PASSAGE FOR REVIEW =>

/ONS_virus_detection_simulation

Simulating virus detection using hypergeometric probability for Oxford Nanopore sequencing code and data for manuscript.

Primary LanguagePython

Simulation of Virus Detection in CHO Cells for Oxford Nanopore Sequencing Using Hypergeometric Probability

Project Description

This repository implements the research paper by Roushangar et al. that covers the work for simulating virus detection using hypergeometric probability for Oxford Nanopore sequencing.

Directory Structure

  • src: Contains source code files and a detailed README.md describing each script and its functions.
  • FeLV_24Threads_YES10%ReadPercentError_10power2VirusHostRatio_Simulation3: Simulation data directory.
  • MVM_24Threads_YES10%ReadPercentError_10power2VirusHostRatio_Simulation3: Simulation data directory.
  • PCV1_24Threads_YES10%ReadPercentError_10power2VirusHostRatio_Simulation3: Simulation data directory.
  • ons_simulation_main.py: Main script to run the simulation.
  • submit.sh: Script for submitting jobs.
  • requirements.txt: List of required Python packages.

System Requirements

  • macOS 10.15 or higher / Windows 10 or higher / Linux
  • Python 3.10.6
  • BLAST+ 2.13.0
  • *May work with similar versions.

Dependencies

  • pandas >= 1.5.1
  • biopython >= 1.79

Installation Instructions

  1. Clone the repository:

    git clone https://github.com/raeufroushangar/ONS_virus_detection_simulation.git
    cd ONS_virus_detection_simulation
    
  2. Create a virtual environment inside the ONS_virus_detection_simulation directory:

    python3 -m venv venv
    
  3. Activate the virtual environment:

    • On macOS and Linux:
      source venv/bin/activate
      
    • On Windows:
     .\venv\Scripts\activate
    
  4. Install required packages:

    pip install -r requirements.txt
    
  5. Run the analysis script:

    python3 ons_simulation_main.py MVM 'Minute virus of mice.fasta' 50 'GCF_000223135.1_CriGri_1.0_genomic.fna' 1 '/path/to/refSeq' 10power2 50 500 yes 10 24 3
    

Explanation of Inputs:

  • MVM: Virus symbol (e.g., MVM for Minute Virus of Mice)

WORK TO COMPLETE => Decide whether each statement agrees with the repository description above, and answer yes or no with the words from it that settle the point: (a) Python 3.10.6 is listed under system requirements; (b) on Windows, the virtual environment is activated with "source venv/bin/activate"; (c) biopython must be version 1.79 or newer.

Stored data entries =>

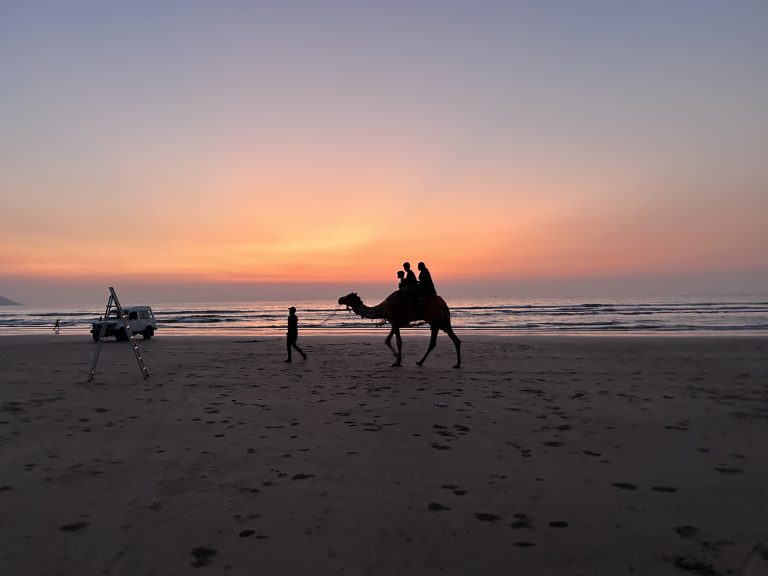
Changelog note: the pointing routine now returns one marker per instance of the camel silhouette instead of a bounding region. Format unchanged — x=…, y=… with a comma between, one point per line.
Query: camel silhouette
x=401, y=309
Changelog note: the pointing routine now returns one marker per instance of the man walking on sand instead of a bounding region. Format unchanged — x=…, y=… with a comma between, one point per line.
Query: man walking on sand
x=293, y=333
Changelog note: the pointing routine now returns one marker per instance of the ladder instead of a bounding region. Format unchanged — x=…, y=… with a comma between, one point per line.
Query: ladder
x=113, y=302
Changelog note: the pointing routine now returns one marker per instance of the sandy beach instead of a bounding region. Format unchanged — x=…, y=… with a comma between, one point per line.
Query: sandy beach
x=541, y=455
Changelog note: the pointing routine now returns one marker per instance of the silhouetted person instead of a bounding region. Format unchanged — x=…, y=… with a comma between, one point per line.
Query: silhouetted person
x=425, y=281
x=410, y=278
x=293, y=333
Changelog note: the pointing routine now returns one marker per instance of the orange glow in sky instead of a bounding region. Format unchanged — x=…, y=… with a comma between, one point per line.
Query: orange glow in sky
x=303, y=146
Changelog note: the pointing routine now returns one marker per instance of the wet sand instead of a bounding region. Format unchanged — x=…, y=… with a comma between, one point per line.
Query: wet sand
x=541, y=455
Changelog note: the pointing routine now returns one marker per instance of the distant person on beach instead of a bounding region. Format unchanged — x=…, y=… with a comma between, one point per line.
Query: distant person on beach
x=293, y=333
x=425, y=281
x=410, y=278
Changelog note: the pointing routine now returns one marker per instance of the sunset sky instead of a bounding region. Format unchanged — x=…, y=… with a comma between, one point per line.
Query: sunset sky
x=206, y=150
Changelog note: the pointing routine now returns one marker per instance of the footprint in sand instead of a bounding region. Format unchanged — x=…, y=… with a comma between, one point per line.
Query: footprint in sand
x=728, y=470
x=202, y=556
x=74, y=527
x=687, y=531
x=625, y=485
x=522, y=521
x=486, y=516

SOLUTION TO THE PROBLEM =>
(a) Yes: "Python 3.10.6"
(b) No: "On Windows: .\venv\Scripts\activate"
(c) Yes: "biopython >= 1.79"